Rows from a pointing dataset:
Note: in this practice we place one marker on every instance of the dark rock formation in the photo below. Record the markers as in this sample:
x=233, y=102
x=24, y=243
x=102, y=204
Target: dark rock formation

§ **Exercise brief**
Convert every line of the listing above into a Markdown table with the columns n and Line, where n is the row number. Skip any blank lines.

§ **Finished exercise**
| n | Line |
|---|---|
| 1 | Note: in this practice we place one marker on every instance of the dark rock formation in the photo below. Record the markers as in this sample: |
| 2 | x=233, y=102 |
| 3 | x=24, y=243 |
| 4 | x=102, y=204 |
| 5 | Target: dark rock formation |